**所示记录**
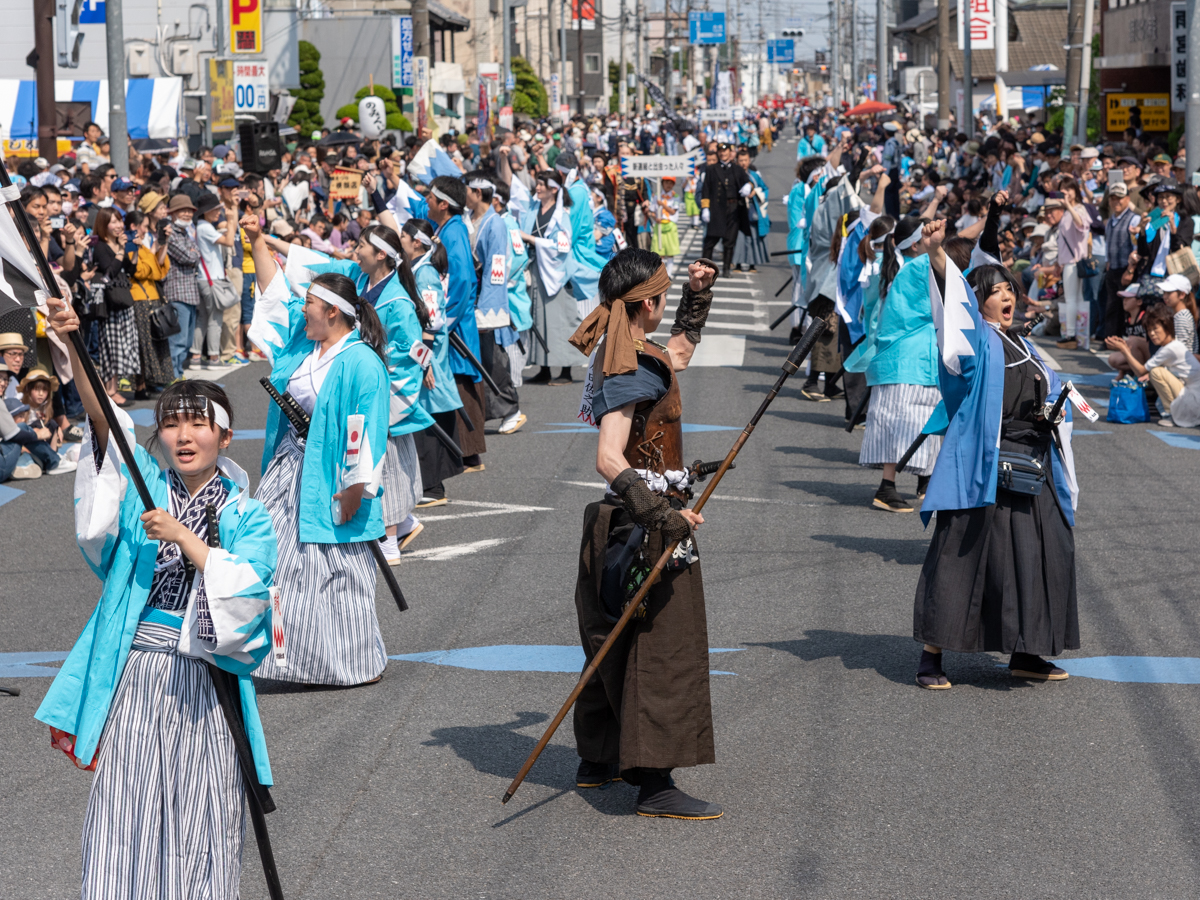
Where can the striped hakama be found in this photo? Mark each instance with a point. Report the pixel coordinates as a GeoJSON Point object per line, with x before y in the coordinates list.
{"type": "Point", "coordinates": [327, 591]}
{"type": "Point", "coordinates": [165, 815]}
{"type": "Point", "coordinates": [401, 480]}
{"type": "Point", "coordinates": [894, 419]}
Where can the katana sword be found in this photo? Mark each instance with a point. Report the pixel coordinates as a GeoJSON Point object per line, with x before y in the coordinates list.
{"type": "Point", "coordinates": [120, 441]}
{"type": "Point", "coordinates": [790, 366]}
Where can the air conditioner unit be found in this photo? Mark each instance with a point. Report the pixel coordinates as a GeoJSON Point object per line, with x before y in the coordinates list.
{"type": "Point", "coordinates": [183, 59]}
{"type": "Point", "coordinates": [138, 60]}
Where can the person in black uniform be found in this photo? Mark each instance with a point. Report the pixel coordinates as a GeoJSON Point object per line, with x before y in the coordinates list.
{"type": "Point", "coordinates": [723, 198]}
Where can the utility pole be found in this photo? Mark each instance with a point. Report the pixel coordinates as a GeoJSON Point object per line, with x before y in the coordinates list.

**任务目标**
将上述全部记录重新列出，把其中的“photo”一律替换为“image”，其余内容保持不变。输出中不要包含图片。

**任务答复**
Where can the striped hakama be found in this image? Mark each instance with a point. Report the pixel coordinates as a GeoJSON Point object per line, with x before y in the coordinates list.
{"type": "Point", "coordinates": [327, 591]}
{"type": "Point", "coordinates": [165, 815]}
{"type": "Point", "coordinates": [401, 480]}
{"type": "Point", "coordinates": [894, 419]}
Where can the katana sword be found in this image? Mark each instance with a point. Report the pixel coordinates as a GeoJSON Point object per line, with x before y in the coordinates list.
{"type": "Point", "coordinates": [120, 441]}
{"type": "Point", "coordinates": [790, 366]}
Where can the air conditioner unit be found in this image? Mark each instance with a point. Report the pixel coordinates as a GeoJSON Point object per line, with x before y in the coordinates list.
{"type": "Point", "coordinates": [183, 59]}
{"type": "Point", "coordinates": [138, 60]}
Where can the person in black uniform be found in this image? Mark each instance with a point. Report the pixel coordinates as a GeoJSON Point object per line, with x before y in the coordinates list.
{"type": "Point", "coordinates": [723, 198]}
Where can the utility pole be found in this image? Mark each instance with a point. Report the pixel coordinates as a GeoJSON Point object per line, with x before y in the coordinates list.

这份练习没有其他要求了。